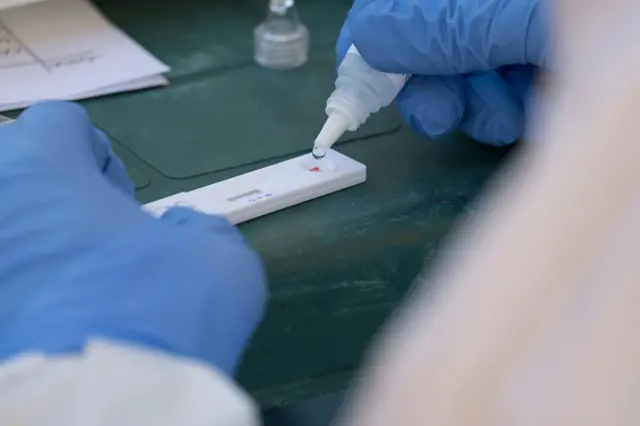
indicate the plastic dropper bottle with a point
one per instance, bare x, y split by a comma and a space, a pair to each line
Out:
360, 91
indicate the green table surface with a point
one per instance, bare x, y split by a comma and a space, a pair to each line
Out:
337, 265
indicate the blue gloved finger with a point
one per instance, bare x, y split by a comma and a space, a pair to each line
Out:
493, 115
201, 222
450, 37
433, 105
520, 80
113, 168
63, 129
345, 39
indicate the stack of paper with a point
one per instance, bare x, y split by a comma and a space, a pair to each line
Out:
66, 49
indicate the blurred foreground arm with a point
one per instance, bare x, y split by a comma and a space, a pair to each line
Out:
533, 320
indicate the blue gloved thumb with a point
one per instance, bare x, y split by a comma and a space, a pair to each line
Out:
450, 37
73, 140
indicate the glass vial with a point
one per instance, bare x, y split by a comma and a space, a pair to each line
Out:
281, 41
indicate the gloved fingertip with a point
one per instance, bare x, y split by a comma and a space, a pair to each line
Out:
207, 224
433, 106
112, 167
493, 115
343, 44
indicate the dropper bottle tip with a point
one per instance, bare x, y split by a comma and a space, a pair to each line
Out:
333, 128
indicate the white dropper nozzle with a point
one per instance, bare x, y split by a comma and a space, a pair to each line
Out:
360, 91
336, 124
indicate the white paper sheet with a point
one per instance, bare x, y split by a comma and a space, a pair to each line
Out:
65, 49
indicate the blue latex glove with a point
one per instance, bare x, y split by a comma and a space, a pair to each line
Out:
472, 61
81, 260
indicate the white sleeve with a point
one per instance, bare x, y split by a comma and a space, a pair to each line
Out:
113, 384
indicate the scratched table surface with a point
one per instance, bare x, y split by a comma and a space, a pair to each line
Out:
337, 265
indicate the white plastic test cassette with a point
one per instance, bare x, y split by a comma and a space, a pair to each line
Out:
270, 189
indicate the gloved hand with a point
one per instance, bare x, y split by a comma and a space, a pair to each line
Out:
472, 61
80, 259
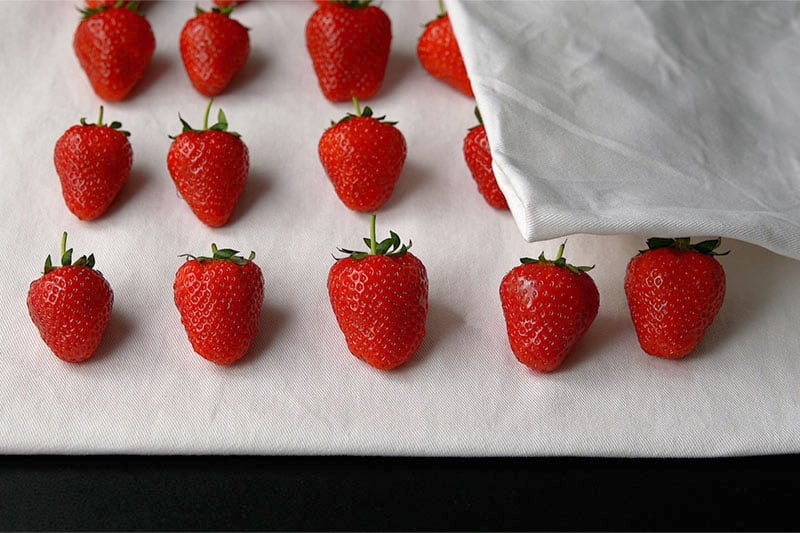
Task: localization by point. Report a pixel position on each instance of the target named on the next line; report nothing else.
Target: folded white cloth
(299, 391)
(655, 118)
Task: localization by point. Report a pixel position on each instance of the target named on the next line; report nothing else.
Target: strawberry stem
(560, 252)
(559, 261)
(373, 246)
(391, 247)
(205, 116)
(64, 244)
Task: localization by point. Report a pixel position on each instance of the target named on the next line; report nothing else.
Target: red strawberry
(219, 299)
(439, 54)
(114, 46)
(675, 290)
(363, 157)
(95, 4)
(548, 307)
(93, 162)
(70, 306)
(349, 43)
(479, 160)
(380, 299)
(214, 48)
(210, 168)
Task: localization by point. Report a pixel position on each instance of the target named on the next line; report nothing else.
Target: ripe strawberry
(363, 157)
(439, 54)
(675, 290)
(548, 307)
(210, 168)
(114, 46)
(479, 160)
(93, 162)
(380, 300)
(219, 299)
(349, 43)
(95, 4)
(70, 306)
(214, 48)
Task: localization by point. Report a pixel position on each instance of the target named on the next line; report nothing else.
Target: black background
(397, 493)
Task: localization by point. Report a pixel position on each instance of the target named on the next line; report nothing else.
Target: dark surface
(372, 493)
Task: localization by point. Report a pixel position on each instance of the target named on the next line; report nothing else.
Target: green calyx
(366, 112)
(390, 246)
(225, 10)
(479, 117)
(225, 254)
(114, 125)
(220, 125)
(559, 261)
(88, 12)
(354, 4)
(707, 247)
(66, 258)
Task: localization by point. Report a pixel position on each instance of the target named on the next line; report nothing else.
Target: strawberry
(219, 299)
(675, 290)
(548, 307)
(95, 4)
(210, 168)
(70, 306)
(214, 48)
(479, 160)
(93, 162)
(114, 46)
(363, 156)
(438, 52)
(380, 300)
(349, 42)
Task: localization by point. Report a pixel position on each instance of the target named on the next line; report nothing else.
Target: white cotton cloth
(299, 391)
(665, 118)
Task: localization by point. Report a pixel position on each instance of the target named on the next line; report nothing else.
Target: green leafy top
(66, 258)
(390, 246)
(226, 254)
(114, 125)
(89, 11)
(479, 117)
(366, 112)
(355, 4)
(684, 243)
(559, 261)
(221, 124)
(224, 10)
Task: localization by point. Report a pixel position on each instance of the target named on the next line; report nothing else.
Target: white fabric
(676, 118)
(299, 391)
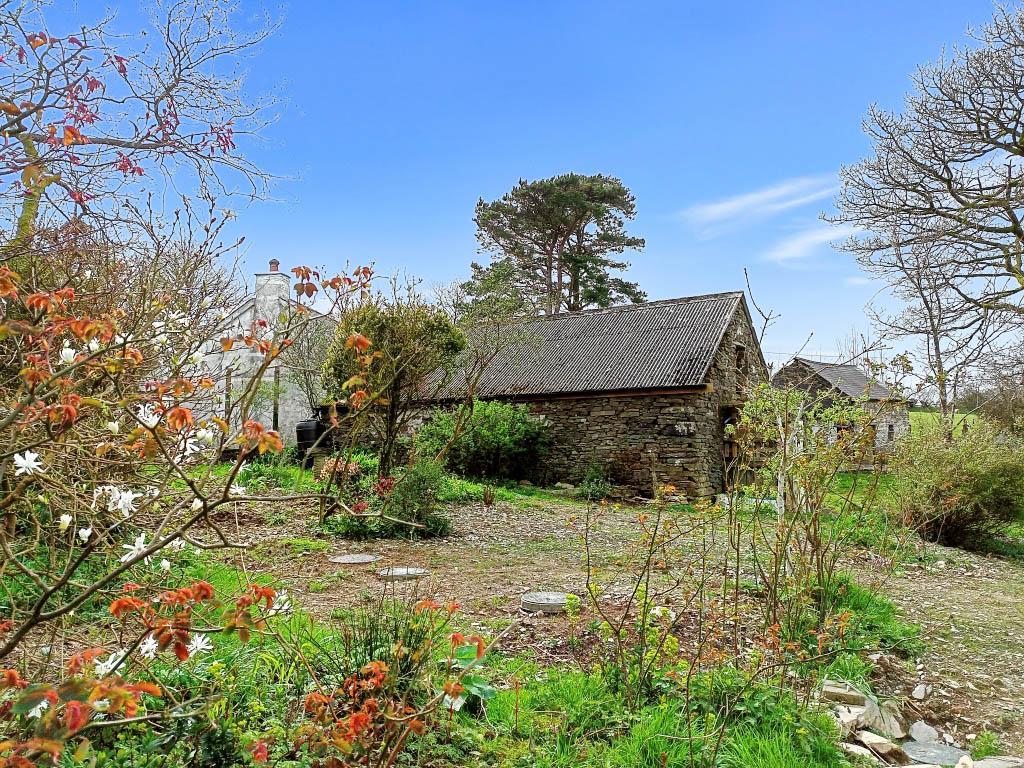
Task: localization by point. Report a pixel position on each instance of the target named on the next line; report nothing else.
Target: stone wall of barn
(681, 433)
(622, 435)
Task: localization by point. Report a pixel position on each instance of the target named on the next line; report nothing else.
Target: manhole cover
(401, 573)
(544, 602)
(356, 559)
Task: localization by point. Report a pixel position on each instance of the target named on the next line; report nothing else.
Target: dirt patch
(971, 609)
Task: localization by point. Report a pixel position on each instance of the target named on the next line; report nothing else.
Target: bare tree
(947, 173)
(952, 336)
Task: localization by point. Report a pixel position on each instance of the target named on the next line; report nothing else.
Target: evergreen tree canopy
(559, 239)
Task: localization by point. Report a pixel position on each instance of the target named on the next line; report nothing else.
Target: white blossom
(28, 463)
(282, 604)
(135, 549)
(104, 668)
(118, 500)
(125, 502)
(199, 644)
(147, 416)
(148, 647)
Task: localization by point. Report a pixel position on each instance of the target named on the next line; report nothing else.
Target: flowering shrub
(368, 719)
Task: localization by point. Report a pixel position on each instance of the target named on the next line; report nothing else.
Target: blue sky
(727, 121)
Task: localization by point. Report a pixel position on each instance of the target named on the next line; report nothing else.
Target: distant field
(921, 418)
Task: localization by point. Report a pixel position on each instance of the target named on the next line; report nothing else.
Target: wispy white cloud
(761, 203)
(807, 242)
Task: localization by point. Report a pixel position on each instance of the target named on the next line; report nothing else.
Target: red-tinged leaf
(76, 716)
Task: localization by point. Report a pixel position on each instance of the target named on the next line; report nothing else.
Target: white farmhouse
(281, 403)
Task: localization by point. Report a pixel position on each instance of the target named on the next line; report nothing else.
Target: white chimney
(271, 294)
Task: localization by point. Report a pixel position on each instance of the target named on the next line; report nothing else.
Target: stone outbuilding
(640, 391)
(833, 382)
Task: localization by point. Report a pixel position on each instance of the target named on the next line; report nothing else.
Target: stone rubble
(879, 730)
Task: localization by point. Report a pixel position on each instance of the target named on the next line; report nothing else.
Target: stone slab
(401, 573)
(354, 559)
(922, 731)
(544, 602)
(928, 752)
(836, 690)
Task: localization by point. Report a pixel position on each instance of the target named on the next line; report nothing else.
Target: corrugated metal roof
(850, 380)
(656, 345)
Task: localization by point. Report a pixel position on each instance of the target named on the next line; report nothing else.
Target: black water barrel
(306, 434)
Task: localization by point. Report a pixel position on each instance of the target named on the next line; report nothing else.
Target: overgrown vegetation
(498, 441)
(960, 489)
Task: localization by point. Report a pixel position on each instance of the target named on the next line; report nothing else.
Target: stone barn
(637, 388)
(834, 381)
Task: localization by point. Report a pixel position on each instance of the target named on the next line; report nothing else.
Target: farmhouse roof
(666, 344)
(850, 380)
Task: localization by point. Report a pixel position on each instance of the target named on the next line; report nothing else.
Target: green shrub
(411, 498)
(595, 484)
(500, 440)
(963, 489)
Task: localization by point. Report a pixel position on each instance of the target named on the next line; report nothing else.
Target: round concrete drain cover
(356, 559)
(544, 602)
(401, 573)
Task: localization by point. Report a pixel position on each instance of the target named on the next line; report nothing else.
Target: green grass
(986, 745)
(566, 718)
(873, 622)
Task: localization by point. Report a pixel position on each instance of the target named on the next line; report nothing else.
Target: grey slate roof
(656, 345)
(850, 380)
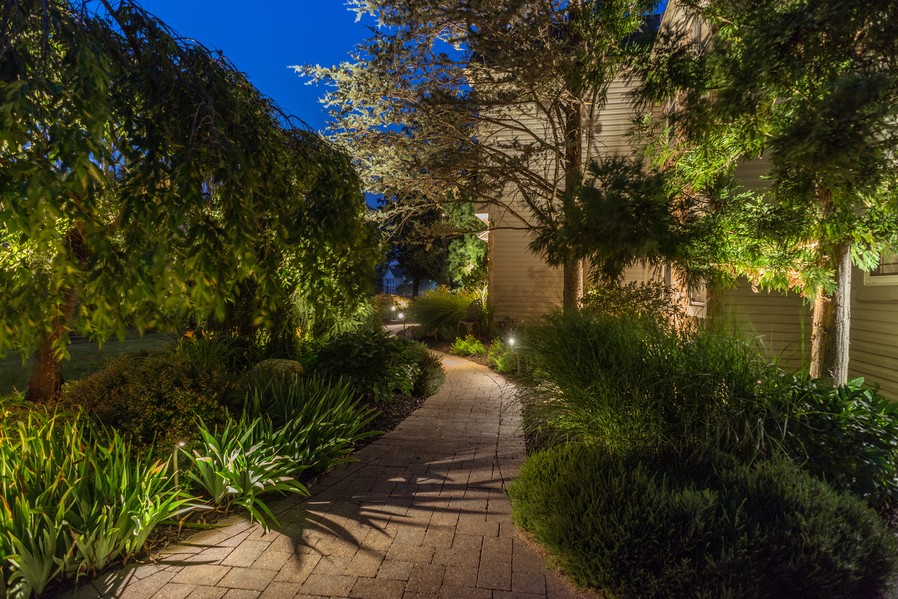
*-*-*
* _AIM OF THE TASK_
Pick out every line of the listing above that contains the word "gloved", matching case exactly.

* _SOLUTION TO THE PROBLEM_
indicate the blue gloved finger with a point
indicate the blue gloved thumb with a point
indicate the gloved fingertip with a point
indicate the gloved hand with a point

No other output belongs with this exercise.